Everything from the line containing "the gray sleeve" through the last line of the records below should be printed exactly, please, and nothing else.

** Start of Supplied material **

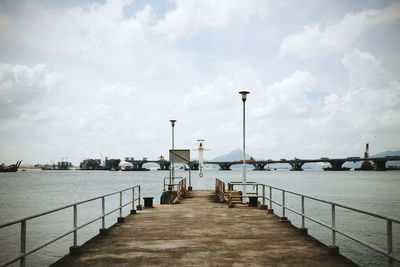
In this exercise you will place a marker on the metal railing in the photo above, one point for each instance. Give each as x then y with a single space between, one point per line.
219 186
267 195
23 222
175 183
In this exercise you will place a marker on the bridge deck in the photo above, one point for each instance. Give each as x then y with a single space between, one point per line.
200 232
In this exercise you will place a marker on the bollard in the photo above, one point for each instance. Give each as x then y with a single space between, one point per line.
253 202
148 202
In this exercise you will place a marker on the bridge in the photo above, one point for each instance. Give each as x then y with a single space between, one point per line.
296 164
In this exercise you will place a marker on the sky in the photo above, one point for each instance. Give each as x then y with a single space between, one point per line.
90 79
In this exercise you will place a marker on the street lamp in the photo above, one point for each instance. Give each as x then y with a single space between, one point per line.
172 174
244 98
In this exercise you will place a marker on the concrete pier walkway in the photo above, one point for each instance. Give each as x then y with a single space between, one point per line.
201 232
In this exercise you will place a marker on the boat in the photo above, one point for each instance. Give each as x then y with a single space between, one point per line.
10 168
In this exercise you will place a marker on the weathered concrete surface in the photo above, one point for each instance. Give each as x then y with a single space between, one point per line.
200 232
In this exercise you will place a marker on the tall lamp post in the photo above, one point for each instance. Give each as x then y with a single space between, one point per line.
244 98
172 174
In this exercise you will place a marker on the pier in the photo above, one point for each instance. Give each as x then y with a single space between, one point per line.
222 227
296 164
201 231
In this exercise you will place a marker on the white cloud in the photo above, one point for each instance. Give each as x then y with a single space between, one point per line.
314 41
191 16
370 106
21 85
288 97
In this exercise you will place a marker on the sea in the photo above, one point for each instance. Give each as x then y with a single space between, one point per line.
31 192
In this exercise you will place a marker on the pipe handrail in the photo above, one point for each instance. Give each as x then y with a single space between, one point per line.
64 207
388 252
23 254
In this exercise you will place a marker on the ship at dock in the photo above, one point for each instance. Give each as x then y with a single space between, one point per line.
97 164
10 168
60 166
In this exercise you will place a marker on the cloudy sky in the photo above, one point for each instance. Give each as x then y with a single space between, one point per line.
86 78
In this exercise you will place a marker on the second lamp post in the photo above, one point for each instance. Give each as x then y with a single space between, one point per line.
172 172
244 98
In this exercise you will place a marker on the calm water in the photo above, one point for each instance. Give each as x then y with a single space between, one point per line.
31 192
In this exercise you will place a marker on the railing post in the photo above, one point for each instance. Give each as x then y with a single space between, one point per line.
103 210
270 209
389 234
302 212
120 204
283 218
133 198
270 197
283 204
263 195
23 243
333 226
140 195
75 225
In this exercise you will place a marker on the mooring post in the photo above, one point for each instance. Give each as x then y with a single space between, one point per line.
75 249
23 243
303 229
389 234
334 249
120 219
270 210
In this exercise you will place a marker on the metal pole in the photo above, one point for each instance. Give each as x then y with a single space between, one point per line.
263 195
270 198
190 177
120 204
244 149
283 203
389 234
333 226
133 198
139 195
103 209
23 243
173 152
302 212
75 225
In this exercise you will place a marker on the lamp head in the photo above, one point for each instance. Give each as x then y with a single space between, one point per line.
244 95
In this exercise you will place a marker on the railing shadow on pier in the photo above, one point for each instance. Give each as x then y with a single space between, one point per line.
21 257
268 199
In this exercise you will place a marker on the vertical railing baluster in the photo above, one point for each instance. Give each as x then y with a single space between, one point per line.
23 243
283 204
133 198
263 195
103 212
120 204
270 198
389 238
140 196
302 212
75 225
333 226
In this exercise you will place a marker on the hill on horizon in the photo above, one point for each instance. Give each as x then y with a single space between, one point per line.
233 155
387 153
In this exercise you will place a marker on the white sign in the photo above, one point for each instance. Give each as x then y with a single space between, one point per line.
179 155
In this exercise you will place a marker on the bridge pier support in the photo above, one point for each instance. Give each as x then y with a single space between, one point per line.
225 166
380 165
259 166
194 166
337 165
296 165
164 165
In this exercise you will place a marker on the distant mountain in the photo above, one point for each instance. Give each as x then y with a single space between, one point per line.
387 153
231 156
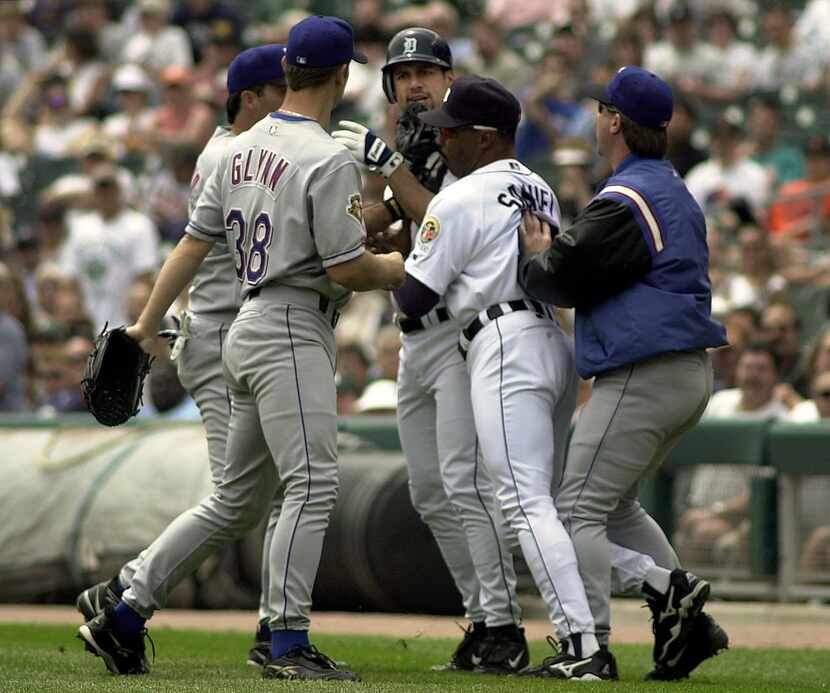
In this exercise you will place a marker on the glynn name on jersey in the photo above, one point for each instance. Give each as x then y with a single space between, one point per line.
259 166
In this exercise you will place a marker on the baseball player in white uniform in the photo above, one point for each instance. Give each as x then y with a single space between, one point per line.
521 364
256 87
286 197
435 418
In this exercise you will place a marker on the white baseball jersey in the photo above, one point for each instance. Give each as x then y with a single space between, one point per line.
215 289
291 164
467 248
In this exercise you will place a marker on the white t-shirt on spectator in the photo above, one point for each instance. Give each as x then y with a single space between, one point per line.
716 482
107 256
711 181
170 46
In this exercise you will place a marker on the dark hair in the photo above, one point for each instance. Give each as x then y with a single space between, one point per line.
299 78
647 143
234 102
764 348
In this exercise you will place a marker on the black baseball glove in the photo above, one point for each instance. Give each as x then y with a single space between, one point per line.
114 377
418 143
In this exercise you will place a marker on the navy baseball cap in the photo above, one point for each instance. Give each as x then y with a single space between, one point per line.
256 66
639 95
474 100
318 41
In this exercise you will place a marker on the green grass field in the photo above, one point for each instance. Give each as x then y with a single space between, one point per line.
43 659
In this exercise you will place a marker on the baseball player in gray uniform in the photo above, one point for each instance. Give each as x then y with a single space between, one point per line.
286 197
435 417
256 87
522 373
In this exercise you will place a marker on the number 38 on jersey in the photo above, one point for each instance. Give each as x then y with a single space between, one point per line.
250 252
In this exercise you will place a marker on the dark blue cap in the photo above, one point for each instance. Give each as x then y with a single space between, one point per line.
639 95
256 66
322 42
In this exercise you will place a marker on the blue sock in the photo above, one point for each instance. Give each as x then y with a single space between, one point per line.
127 620
284 640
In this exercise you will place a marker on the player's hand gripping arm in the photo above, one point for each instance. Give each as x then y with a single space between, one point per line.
177 271
369 272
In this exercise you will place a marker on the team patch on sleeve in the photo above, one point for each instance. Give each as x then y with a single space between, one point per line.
430 228
355 207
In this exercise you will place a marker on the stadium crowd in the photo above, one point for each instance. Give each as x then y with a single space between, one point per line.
106 104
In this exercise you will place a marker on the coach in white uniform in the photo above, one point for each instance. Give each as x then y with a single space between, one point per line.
448 485
521 364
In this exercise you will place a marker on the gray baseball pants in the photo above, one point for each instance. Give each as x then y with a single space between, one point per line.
635 416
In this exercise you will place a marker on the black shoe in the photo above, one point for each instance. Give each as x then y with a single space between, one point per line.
306 663
706 640
260 653
503 651
93 600
123 654
600 666
470 646
674 613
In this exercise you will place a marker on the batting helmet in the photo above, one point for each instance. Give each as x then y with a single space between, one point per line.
414 45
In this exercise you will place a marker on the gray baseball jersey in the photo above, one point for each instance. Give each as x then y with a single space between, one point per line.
278 160
214 289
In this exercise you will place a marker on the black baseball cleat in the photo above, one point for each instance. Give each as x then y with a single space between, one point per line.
123 654
306 663
600 666
674 613
93 600
706 639
260 653
470 646
503 651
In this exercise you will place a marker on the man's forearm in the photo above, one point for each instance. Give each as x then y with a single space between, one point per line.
410 194
178 270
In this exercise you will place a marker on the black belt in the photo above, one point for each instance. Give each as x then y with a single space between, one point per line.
323 304
408 325
496 311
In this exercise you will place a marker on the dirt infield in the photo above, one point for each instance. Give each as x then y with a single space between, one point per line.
748 624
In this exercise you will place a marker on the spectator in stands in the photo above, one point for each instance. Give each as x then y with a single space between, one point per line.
124 127
166 197
181 119
203 20
493 57
802 209
108 248
552 110
783 61
682 152
22 49
716 527
728 175
157 45
783 162
730 63
781 329
43 99
94 17
681 59
757 280
14 351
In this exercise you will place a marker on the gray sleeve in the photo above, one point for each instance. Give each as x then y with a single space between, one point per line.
336 208
207 222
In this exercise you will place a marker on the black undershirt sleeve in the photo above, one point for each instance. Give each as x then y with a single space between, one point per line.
602 253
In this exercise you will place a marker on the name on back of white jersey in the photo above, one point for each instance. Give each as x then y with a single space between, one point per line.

** End of Supplied material **

▸ **Solution to this task**:
In this exercise you will place a marker on the gray sleeve in the photo above, one point for each instance. Give each as x then y with a single space between, one point per line.
336 208
207 222
In this exercise you will place a marker on the black undershirt sleeve in the photo above, one point for each instance. Give each as x then y with a single space between, one point per line.
602 253
In this exercise you will place a marker on the name on back of white jersey in the photo above, one point for each instance. Give each as x then y with a single space between, one point per line.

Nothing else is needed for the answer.